> [Exercice]
Renvoyez à l'identique toutes les lignes des données ci-dessous, en omettant les images.

[Entrées de la collection]
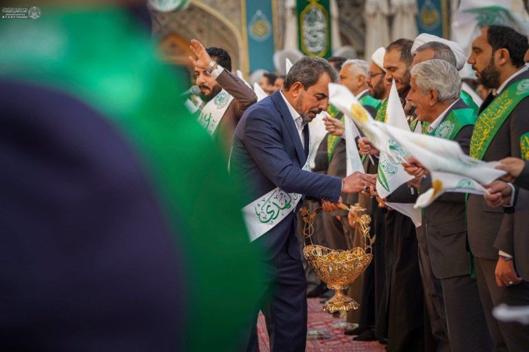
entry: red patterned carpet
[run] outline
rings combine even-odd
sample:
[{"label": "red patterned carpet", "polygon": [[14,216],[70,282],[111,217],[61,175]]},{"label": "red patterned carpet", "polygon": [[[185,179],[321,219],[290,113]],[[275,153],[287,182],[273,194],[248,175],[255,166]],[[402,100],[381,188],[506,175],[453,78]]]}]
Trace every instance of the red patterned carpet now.
[{"label": "red patterned carpet", "polygon": [[[377,341],[360,342],[353,341],[352,336],[344,335],[342,330],[335,329],[332,324],[338,319],[326,311],[322,311],[321,298],[309,298],[309,330],[315,329],[327,329],[331,332],[328,339],[308,340],[307,352],[380,352],[385,351],[386,346]],[[269,352],[268,334],[264,324],[264,317],[259,316],[258,322],[260,352]]]}]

> [Résultat obtenu]
entry: red patterned carpet
[run] outline
rings combine even-odd
sample:
[{"label": "red patterned carpet", "polygon": [[14,216],[70,282],[111,217],[61,175]]},{"label": "red patterned carpet", "polygon": [[[185,179],[321,219],[290,113]],[[275,153],[287,182],[273,194],[248,175],[255,166]],[[402,100],[381,188],[506,175],[453,78]]]}]
Trace every instance of the red patterned carpet now.
[{"label": "red patterned carpet", "polygon": [[[377,341],[360,342],[353,341],[352,336],[344,335],[342,330],[335,329],[332,324],[338,319],[326,311],[322,311],[321,298],[309,298],[309,330],[315,329],[327,329],[331,332],[328,339],[308,340],[307,352],[380,352],[385,351],[386,346]],[[269,352],[268,334],[264,324],[264,317],[259,316],[258,322],[260,352]]]}]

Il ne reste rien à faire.